#### What is needed:
Which lines in the data below contain the word "white"? Report each of those lines, copied in full.

[START OF Data to process]

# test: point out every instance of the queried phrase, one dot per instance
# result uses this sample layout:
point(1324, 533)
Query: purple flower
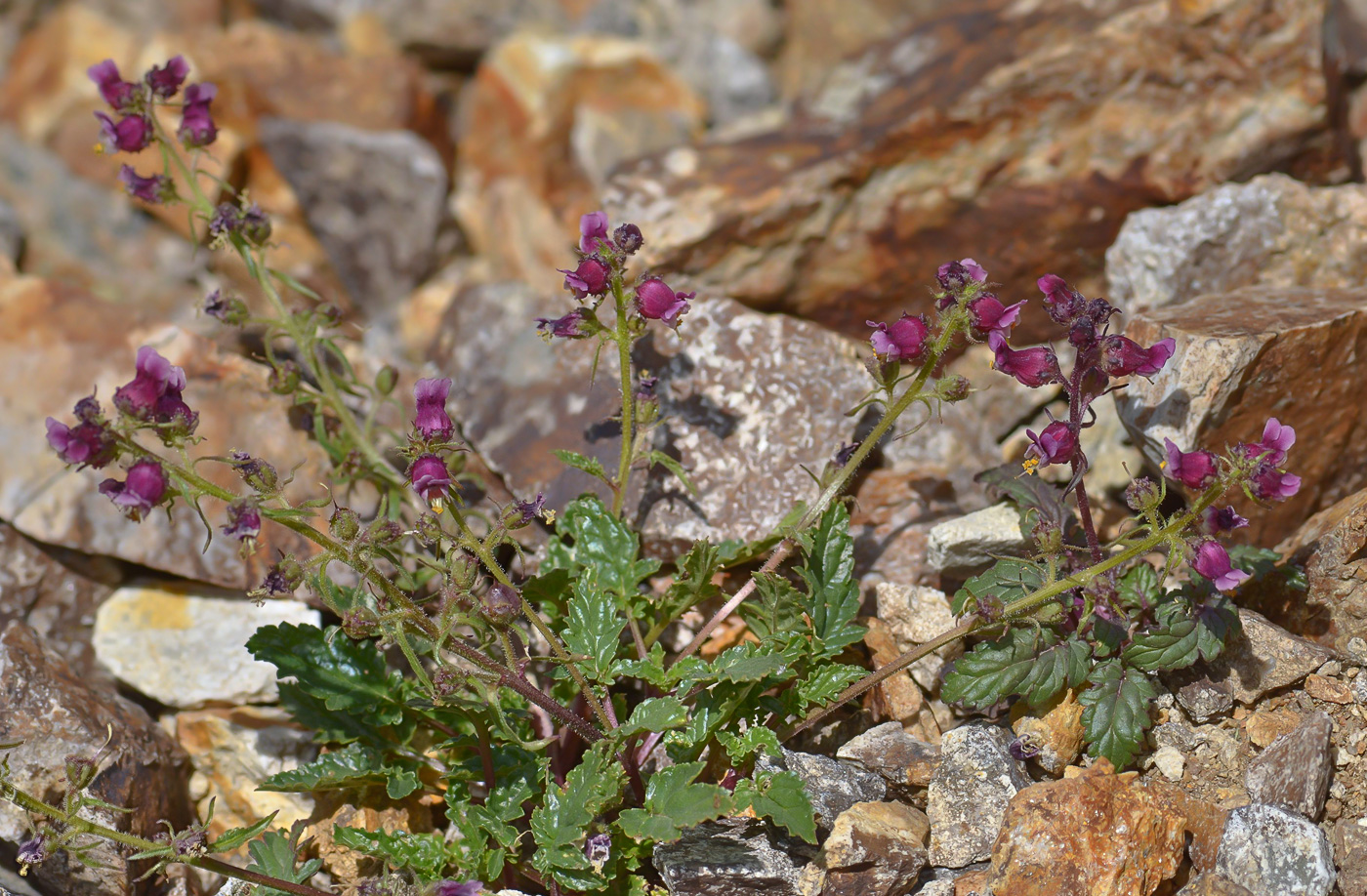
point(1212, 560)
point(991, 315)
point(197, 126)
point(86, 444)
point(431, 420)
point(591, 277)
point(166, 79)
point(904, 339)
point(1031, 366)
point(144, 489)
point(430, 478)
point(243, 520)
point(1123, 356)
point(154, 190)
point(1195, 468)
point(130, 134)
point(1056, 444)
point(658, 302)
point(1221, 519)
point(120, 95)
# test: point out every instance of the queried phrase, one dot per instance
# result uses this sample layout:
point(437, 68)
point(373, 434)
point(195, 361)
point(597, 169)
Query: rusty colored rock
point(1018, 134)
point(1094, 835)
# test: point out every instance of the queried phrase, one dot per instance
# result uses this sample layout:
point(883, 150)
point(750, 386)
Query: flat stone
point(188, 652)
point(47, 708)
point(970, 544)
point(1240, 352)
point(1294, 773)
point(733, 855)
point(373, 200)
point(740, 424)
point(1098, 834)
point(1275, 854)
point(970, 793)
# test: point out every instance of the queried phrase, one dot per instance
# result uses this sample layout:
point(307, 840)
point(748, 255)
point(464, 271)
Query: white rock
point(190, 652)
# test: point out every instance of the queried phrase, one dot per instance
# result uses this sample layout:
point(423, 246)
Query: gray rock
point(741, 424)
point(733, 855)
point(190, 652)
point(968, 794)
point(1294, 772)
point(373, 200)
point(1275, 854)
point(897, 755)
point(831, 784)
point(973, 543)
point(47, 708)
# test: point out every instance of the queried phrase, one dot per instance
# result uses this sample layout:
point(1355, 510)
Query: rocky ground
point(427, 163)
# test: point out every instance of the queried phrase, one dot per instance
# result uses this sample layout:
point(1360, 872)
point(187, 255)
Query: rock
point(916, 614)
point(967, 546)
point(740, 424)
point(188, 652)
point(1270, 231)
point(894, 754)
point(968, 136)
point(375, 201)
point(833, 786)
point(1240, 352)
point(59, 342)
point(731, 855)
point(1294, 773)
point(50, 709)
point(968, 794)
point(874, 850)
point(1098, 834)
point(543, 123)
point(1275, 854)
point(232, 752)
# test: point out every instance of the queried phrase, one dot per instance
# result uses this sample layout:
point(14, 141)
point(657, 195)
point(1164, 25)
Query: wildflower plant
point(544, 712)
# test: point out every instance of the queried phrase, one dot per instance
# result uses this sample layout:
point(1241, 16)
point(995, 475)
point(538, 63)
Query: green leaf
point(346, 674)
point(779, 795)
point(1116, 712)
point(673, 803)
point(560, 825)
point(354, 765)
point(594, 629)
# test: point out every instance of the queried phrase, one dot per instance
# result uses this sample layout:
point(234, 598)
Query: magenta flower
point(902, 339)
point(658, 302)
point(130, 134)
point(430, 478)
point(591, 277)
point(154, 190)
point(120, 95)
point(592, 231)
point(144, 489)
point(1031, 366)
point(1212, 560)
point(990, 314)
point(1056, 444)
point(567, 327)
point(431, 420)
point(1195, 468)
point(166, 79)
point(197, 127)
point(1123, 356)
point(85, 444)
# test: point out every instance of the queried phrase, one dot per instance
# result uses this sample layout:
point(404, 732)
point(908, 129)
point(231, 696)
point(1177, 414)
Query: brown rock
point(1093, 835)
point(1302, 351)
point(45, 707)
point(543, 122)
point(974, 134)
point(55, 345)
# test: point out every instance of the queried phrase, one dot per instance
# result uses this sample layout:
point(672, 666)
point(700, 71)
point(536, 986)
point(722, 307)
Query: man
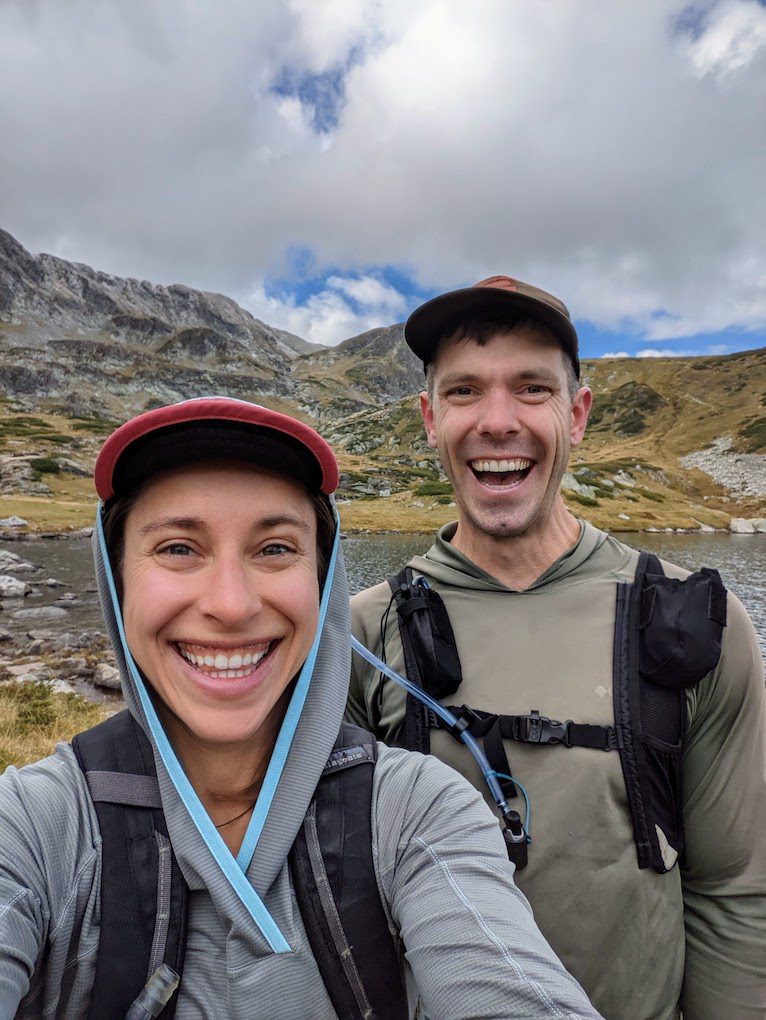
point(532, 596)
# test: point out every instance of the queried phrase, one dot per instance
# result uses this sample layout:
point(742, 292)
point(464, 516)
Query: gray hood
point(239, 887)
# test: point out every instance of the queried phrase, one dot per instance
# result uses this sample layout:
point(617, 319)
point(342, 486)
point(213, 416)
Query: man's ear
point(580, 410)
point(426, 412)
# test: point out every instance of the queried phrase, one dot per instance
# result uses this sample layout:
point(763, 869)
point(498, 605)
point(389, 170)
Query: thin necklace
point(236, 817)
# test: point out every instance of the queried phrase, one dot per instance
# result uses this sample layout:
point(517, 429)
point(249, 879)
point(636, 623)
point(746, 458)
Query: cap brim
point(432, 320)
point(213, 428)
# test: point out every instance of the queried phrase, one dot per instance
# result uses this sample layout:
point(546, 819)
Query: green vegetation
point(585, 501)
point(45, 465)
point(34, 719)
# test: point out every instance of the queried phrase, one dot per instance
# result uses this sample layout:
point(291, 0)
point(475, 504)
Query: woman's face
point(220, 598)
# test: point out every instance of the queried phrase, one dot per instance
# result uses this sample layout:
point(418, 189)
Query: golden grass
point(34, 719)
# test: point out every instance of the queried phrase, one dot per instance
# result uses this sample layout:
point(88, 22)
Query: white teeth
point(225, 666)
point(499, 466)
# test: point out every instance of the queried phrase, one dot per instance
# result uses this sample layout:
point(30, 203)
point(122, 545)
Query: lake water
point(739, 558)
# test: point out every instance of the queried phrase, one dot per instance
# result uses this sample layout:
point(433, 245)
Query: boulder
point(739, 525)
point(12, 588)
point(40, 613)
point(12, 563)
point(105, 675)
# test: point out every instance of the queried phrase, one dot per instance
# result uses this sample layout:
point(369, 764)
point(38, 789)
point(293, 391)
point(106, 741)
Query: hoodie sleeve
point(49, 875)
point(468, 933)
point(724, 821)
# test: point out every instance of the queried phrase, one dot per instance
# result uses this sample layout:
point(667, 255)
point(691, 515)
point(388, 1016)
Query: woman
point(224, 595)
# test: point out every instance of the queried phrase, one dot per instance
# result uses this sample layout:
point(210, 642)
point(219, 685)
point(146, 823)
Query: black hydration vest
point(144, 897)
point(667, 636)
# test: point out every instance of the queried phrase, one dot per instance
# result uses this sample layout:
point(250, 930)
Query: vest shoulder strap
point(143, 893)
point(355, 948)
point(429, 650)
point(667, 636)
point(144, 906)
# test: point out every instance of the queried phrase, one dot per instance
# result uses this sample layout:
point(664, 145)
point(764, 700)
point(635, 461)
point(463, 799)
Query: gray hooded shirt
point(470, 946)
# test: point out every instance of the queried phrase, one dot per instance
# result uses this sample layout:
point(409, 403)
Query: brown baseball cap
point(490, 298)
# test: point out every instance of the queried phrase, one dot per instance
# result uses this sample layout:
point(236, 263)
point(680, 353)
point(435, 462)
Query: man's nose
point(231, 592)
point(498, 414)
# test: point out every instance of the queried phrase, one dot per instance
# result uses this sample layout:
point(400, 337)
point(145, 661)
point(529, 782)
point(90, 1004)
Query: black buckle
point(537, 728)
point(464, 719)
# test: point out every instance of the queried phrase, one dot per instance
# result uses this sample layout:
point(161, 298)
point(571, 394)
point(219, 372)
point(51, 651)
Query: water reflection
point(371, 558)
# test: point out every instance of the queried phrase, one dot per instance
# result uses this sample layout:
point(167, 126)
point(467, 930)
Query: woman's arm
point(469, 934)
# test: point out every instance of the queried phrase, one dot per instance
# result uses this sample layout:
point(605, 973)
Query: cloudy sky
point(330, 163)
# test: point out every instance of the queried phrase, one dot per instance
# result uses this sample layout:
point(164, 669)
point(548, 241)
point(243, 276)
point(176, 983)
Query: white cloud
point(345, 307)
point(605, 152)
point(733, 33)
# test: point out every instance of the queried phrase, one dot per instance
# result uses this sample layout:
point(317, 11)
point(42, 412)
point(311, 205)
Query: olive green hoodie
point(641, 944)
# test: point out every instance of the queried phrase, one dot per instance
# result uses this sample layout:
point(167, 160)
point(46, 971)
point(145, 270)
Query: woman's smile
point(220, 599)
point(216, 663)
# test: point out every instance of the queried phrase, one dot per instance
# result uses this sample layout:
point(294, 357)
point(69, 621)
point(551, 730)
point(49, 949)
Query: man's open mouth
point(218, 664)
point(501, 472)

[END OF Data to process]

#### Solution for this problem:
Query: white rock
Query: white teeth
Query: white cloud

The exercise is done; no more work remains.